What is expected → Leave out the pictures and transcribe the rest of the records exactly.

Exercise materials →
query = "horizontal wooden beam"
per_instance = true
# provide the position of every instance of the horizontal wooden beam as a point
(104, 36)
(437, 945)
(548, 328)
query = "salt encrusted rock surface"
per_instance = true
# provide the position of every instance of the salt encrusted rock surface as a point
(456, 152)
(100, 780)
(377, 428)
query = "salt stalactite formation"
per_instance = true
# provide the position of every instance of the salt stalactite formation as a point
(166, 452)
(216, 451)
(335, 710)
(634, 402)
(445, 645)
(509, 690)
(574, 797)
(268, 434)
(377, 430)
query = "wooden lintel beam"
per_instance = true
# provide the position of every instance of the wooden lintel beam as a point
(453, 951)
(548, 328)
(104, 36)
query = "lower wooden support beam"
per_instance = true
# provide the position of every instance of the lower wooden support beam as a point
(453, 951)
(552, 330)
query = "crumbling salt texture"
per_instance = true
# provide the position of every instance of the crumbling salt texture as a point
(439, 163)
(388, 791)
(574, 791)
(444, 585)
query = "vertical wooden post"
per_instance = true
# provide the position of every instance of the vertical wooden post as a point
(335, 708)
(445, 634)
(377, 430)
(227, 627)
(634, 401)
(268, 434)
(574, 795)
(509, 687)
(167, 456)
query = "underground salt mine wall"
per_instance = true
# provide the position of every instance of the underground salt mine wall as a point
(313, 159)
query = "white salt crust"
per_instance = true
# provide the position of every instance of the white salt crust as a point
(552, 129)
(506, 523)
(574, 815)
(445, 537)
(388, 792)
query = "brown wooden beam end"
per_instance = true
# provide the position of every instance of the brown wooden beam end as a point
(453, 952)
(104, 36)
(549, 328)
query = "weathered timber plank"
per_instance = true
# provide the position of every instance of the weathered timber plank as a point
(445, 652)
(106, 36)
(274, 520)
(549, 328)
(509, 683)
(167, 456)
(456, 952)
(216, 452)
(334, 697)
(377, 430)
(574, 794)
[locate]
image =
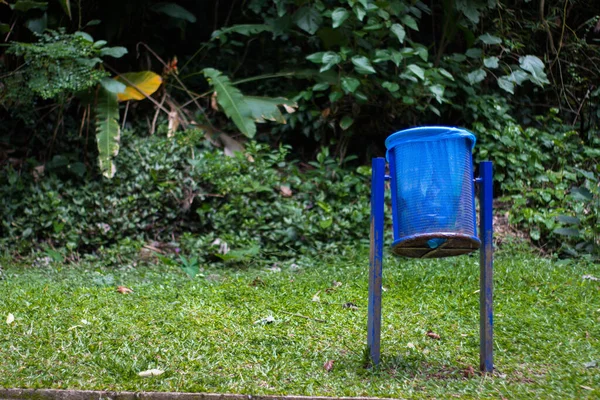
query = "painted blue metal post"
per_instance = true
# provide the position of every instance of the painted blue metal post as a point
(486, 263)
(375, 259)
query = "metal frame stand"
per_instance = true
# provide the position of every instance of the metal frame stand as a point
(486, 261)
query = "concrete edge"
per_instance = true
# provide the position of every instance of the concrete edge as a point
(57, 394)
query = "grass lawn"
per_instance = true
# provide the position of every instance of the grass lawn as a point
(72, 329)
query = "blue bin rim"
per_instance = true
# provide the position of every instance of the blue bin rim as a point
(426, 134)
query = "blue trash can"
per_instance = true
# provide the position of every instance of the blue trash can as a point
(433, 202)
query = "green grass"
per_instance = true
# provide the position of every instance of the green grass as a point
(73, 330)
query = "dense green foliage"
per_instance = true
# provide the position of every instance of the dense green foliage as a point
(177, 189)
(341, 75)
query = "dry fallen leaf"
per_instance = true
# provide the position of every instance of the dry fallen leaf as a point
(285, 191)
(151, 372)
(433, 335)
(124, 290)
(328, 366)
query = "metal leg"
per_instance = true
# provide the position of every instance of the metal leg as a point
(486, 263)
(375, 260)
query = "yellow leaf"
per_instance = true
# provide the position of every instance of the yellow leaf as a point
(139, 85)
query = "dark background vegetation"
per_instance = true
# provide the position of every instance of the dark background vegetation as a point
(522, 75)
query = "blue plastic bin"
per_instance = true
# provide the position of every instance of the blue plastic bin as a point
(432, 191)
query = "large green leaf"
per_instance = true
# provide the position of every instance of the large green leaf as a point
(244, 29)
(107, 130)
(535, 67)
(116, 52)
(490, 39)
(232, 101)
(26, 5)
(362, 65)
(174, 11)
(476, 76)
(267, 108)
(308, 19)
(339, 15)
(399, 31)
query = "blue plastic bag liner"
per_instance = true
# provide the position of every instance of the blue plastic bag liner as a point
(433, 192)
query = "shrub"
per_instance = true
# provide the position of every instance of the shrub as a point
(171, 188)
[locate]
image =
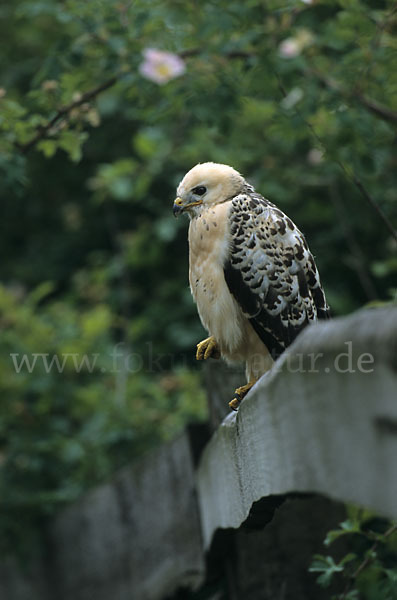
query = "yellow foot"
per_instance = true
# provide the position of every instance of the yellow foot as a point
(240, 393)
(207, 349)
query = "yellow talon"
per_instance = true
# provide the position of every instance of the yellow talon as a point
(240, 393)
(208, 348)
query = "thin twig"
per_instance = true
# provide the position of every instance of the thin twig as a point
(44, 130)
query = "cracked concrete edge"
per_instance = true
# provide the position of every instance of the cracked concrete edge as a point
(330, 430)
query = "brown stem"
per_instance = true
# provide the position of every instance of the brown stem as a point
(44, 130)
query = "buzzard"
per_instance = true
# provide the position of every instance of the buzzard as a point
(251, 272)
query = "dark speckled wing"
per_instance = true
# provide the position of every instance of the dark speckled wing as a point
(271, 272)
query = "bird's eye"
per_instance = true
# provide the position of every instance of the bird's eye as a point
(199, 190)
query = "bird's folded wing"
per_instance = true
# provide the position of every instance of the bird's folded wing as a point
(271, 272)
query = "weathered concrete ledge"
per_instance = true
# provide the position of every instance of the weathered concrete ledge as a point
(323, 420)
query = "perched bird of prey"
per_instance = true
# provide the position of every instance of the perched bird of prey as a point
(251, 273)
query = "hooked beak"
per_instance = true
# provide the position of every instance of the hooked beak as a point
(179, 207)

Exercise solution →
query = "horizontal wooden beam"
per_instance = true
# provide the position of every instance of the horizontal wooden beam as a point
(104, 36)
(437, 945)
(548, 328)
query = "salt encrusted rock surface"
per_instance = true
# provide the position of every instance of the salt encrusted rock surface as a point
(456, 152)
(100, 780)
(377, 428)
query = "salt stalactite formation"
per_instance = true
# provide the position of every instance of the salt stalactite formation as a point
(166, 452)
(216, 451)
(335, 710)
(634, 402)
(445, 645)
(509, 690)
(574, 797)
(268, 434)
(377, 430)
query = "wooden lintel beam"
per_instance = true
# provide the position of every instance of the wooden lintel beam as a point
(453, 951)
(548, 328)
(104, 36)
query = "lower wooden support beam"
per_instance = true
# provide the position of every instance of the lower wooden support beam as a point
(453, 951)
(552, 330)
query = "crumbling salt texture"
per_instance = true
# provide the position of every instance of the crumbling salt texture as a point
(439, 163)
(388, 791)
(574, 791)
(444, 585)
query = "vertical wooden post"
per_instance = true
# provide the position of every instance of the vertical wooden post as a point
(335, 708)
(445, 634)
(377, 430)
(227, 627)
(634, 401)
(268, 434)
(574, 795)
(509, 687)
(167, 456)
query = "underground salt mine wall"
per_instance = true
# provide the position of every instance of the underground salt mine wall as a point
(313, 159)
query = "white salt crust"
per_instance = true
# provide the position of every instance of the white salt crust as a point
(552, 129)
(506, 523)
(574, 815)
(445, 537)
(388, 792)
query = "brown wooden beam end"
per_instance = true
# provide the position of every instance of the brown wooden beam end as a point
(453, 952)
(104, 36)
(549, 328)
query = "weathered timber plank"
per_instance = true
# provide the position of every instance of the weathered timber plank as a point
(445, 652)
(106, 36)
(274, 520)
(549, 328)
(509, 683)
(167, 456)
(456, 952)
(216, 452)
(334, 697)
(377, 430)
(574, 794)
[locate]
image =
query = "painted blue metal post"
per_instance = true
# provide the position of every instance of the painted blue metal post as a point
(486, 263)
(375, 259)
query = "metal frame stand"
per_instance = true
# provide the position of every instance of the metal frame stand as a point
(486, 261)
query = "concrete edge"
per_instance = true
# provide the position of every instance of the concrete edge as a point
(57, 394)
query = "grass lawn"
per_instance = true
# provide the position of every instance of the grass lawn as a point
(72, 329)
query = "blue bin rim"
per_instance = true
# provide the position of every instance of the blue bin rim as a point
(426, 134)
query = "blue trash can"
per_instance = true
# provide the position of every instance of the blue trash can as a point
(433, 202)
query = "green grass"
per_instance = true
# provide the position of every instance of the green grass as a point
(73, 330)
query = "dense green foliage"
per_instance = true
# provide the position of every instance of the dense green foliage as a point
(177, 189)
(341, 75)
query = "dry fallen leaf"
per_instance = true
# provide the position of every instance of the dry fallen leaf as a point
(285, 191)
(151, 372)
(433, 335)
(124, 290)
(328, 366)
query = "metal leg"
per_instance = true
# provide the position of every instance of the metal leg as a point
(486, 263)
(375, 260)
query = "yellow leaf"
per_instance = true
# provide the position of every instance of the yellow leaf as a point
(139, 85)
query = "dark background vegetation"
per_instance = true
# provide the position of every instance of the dark background vegetation as a point
(522, 75)
query = "blue plastic bin"
per_instance = true
# provide the position of every instance of the blue plastic bin as a point
(432, 191)
query = "large green leaf"
per_instance = true
# provide the position of every instance of the large green leaf as a point
(244, 29)
(107, 130)
(535, 67)
(116, 52)
(490, 39)
(232, 101)
(26, 5)
(362, 65)
(174, 11)
(476, 76)
(267, 108)
(308, 19)
(339, 15)
(399, 31)
query = "blue plastic bag liner"
per_instance = true
# provide the position of every instance of the blue plastic bag liner as a point
(433, 192)
query = "shrub"
per_instance = true
# provide the position of every instance of the shrub as a point
(171, 188)
[locate]
image =
query = "yellow foot"
per_instance = true
# provide the position of every instance of the yellow foot as a point
(240, 393)
(207, 349)
query = "yellow talon"
per_instance = true
# provide the position of every instance of the yellow talon as a point
(240, 393)
(208, 348)
query = "thin twig"
per_instance = true
# provide the position of every instance of the thin twig as a point
(44, 130)
query = "cracked concrete edge"
per_instance = true
# provide the position of every instance of the cracked concrete edge as a point
(330, 430)
query = "brown stem"
per_instance = true
# provide the position of every instance of the brown stem as a point
(44, 130)
query = "buzzard"
per_instance = true
# provide the position of every instance of the buzzard as a point
(251, 272)
query = "dark speckled wing"
per_instance = true
# provide the position of every instance of the dark speckled wing as a point
(271, 272)
query = "bird's eye"
per_instance = true
# provide the position of every instance of the bird's eye as a point
(199, 190)
query = "bird's folded wing"
per_instance = true
# provide the position of every instance of the bird's folded wing as a point
(271, 272)
query = "weathered concrete ledge"
per_instance = true
# provide the position of every instance of the weathered concrete ledge as a point
(323, 420)
query = "perched bird of prey"
per_instance = true
# provide the position of every instance of the perched bird of prey as a point
(251, 273)
query = "hooked beak"
per_instance = true
# provide the position of every instance of the hooked beak as a point
(179, 207)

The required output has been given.